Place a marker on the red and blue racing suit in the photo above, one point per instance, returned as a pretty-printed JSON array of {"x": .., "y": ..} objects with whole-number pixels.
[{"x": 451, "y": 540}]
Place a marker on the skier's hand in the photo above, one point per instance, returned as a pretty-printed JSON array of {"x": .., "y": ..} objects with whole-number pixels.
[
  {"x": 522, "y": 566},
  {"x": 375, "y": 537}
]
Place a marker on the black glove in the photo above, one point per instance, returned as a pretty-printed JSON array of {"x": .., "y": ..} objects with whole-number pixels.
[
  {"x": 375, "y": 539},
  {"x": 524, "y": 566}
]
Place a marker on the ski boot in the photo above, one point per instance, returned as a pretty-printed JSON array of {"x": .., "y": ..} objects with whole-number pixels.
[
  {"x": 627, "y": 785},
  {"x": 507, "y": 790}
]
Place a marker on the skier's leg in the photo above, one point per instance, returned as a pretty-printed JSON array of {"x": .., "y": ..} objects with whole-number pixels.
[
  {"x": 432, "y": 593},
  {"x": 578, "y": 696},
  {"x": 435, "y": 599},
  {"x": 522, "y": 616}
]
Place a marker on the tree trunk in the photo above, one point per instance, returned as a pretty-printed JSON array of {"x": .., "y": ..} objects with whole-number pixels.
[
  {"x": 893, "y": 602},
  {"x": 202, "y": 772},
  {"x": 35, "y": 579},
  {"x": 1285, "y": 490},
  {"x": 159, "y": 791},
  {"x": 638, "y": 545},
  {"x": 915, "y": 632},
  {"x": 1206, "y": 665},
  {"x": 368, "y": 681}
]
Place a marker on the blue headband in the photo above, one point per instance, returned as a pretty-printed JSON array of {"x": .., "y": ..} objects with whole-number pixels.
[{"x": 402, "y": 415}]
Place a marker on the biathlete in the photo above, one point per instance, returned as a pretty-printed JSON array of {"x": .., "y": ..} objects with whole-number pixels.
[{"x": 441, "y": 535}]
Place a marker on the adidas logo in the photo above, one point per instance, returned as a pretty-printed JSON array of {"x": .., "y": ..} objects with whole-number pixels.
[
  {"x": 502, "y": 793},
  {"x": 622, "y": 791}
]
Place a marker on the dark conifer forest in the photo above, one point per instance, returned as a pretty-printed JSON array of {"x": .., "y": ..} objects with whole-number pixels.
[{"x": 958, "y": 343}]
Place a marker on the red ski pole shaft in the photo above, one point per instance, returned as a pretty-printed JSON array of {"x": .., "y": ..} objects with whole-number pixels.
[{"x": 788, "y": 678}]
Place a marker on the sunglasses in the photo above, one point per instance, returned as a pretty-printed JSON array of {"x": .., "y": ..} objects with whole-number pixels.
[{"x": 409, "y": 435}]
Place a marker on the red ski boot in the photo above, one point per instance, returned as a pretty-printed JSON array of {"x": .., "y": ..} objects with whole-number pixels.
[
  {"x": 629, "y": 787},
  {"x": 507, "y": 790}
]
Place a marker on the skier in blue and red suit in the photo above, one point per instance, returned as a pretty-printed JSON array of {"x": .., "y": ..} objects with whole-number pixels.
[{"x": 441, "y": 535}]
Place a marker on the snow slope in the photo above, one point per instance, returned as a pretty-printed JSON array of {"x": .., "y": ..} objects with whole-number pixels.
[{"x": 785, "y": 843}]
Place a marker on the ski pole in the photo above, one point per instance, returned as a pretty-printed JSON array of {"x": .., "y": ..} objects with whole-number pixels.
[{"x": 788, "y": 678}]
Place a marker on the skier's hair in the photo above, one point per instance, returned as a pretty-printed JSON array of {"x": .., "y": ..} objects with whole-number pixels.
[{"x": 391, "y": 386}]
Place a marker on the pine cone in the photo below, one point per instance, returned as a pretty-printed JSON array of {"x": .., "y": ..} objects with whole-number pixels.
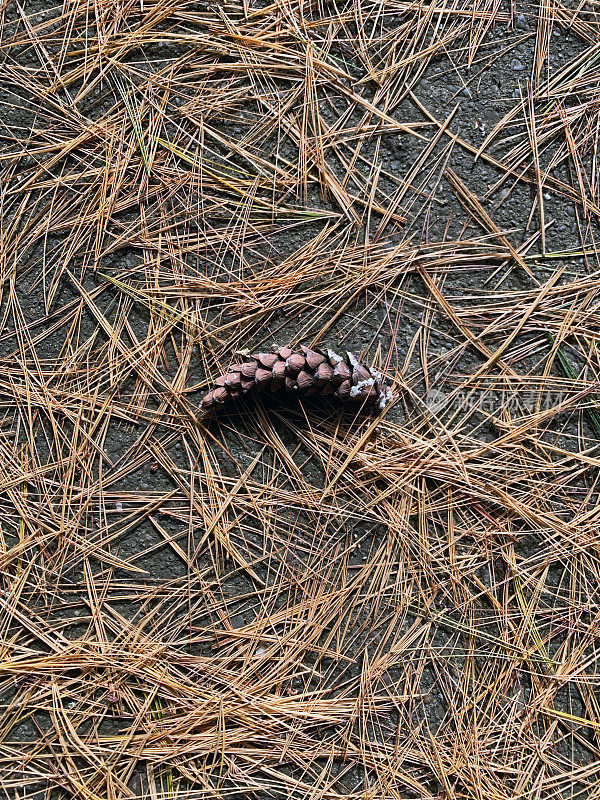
----------------
▶ _What is being asked_:
Write the full listing out again with every line unchanged, but include no pictures.

▶ _Answer section_:
Place a marker on the red and blue racing suit in the photo above, one point per instance, returned as a pretty-printed JSON array of {"x": .., "y": ..} objects with whole-number pixels.
[{"x": 451, "y": 540}]
Place a marker on the skier's hand in the photo above, one point per instance, returned as a pretty-printed JSON array of {"x": .., "y": ..} objects with whole-number pixels.
[
  {"x": 522, "y": 566},
  {"x": 375, "y": 537}
]
Place a marker on the black glove in the photo above, one point per instance, returned as a pretty-printed JSON array of {"x": .., "y": ..} objects with whole-number pixels.
[
  {"x": 375, "y": 539},
  {"x": 524, "y": 566}
]
Place a marker on the ski boot in the photo above, one point per instance, returned as a pretty-printed JSON array of {"x": .., "y": ..} objects with whole-number pixels.
[
  {"x": 627, "y": 785},
  {"x": 507, "y": 790}
]
Place a marker on the skier's leg in the photo above, one point per instance, returned as a pretty-printed JSON array of {"x": .., "y": ..} objects with whole-number pixels.
[
  {"x": 432, "y": 593},
  {"x": 578, "y": 696},
  {"x": 435, "y": 599},
  {"x": 522, "y": 616}
]
Place a marker on the tree trunk in the photo above, one point per instance, returned as a pretty-printed JSON array of {"x": .., "y": ..} objects with whole-number pixels.
[
  {"x": 893, "y": 602},
  {"x": 202, "y": 772},
  {"x": 35, "y": 579},
  {"x": 1285, "y": 490},
  {"x": 159, "y": 791},
  {"x": 638, "y": 545},
  {"x": 915, "y": 632},
  {"x": 1206, "y": 665},
  {"x": 368, "y": 681}
]
Place a marker on the blue headband in the photo above, one point per instance, returned as a pretty-printed JSON array of {"x": .., "y": ..} objects with whole-number pixels.
[{"x": 402, "y": 415}]
Place a marker on the biathlete in the photo above, one point per instance, returned as a pretty-printed JSON array of {"x": .., "y": ..} objects with whole-number pixels.
[{"x": 441, "y": 535}]
Place a marker on the adidas logo in the photo above, one point per instance, returned as a pretty-printed JSON array of {"x": .., "y": ..} objects with whole-number pixels.
[
  {"x": 502, "y": 793},
  {"x": 622, "y": 791}
]
Place a marker on the dark conifer forest in the photo above, one point per instance, returned as a pretty-printed JSON array of {"x": .., "y": ..} objects with whole-number pixels.
[{"x": 958, "y": 343}]
Place a marker on the red ski pole shaft in the photo above, one point per instance, returned as a pretty-printed JSON array of {"x": .., "y": ..} objects with whole-number pixels.
[{"x": 788, "y": 678}]
Place a marker on the sunglasses in the photo above, one point per instance, returned as a pretty-printed JSON array of {"x": .., "y": ..} objects with whole-number pixels.
[{"x": 409, "y": 435}]
Place a marker on the red ski boot in the photo above, one point per instance, returned as a pretty-printed JSON array of {"x": .., "y": ..} objects with whole-number pixels.
[
  {"x": 629, "y": 787},
  {"x": 507, "y": 790}
]
Place a marker on the skier in blue and red suit in the photo above, one point per instance, returned as a pretty-printed JSON array of {"x": .., "y": ..} objects with whole-number pixels.
[{"x": 441, "y": 535}]
Place a marker on the snow slope in the photo above, one point per instance, returned as a pretty-printed JSON array of {"x": .., "y": ..} objects with whole-number pixels.
[{"x": 785, "y": 843}]
Place a marker on the ski pole in the photo above, one point per instance, returned as a pretty-printed JSON array of {"x": .., "y": ..} objects with whole-number pixels.
[{"x": 788, "y": 678}]
Place a marker on the skier's hair in the photo above, one point per instance, returned as a pretty-printed JSON array of {"x": .., "y": ..} objects with whole-number pixels.
[{"x": 391, "y": 386}]
Place a marker on the pine cone in the photo below, one point per instance, returned as a pretty-printed JSON array of {"x": .., "y": ..} objects with whole-number pixels.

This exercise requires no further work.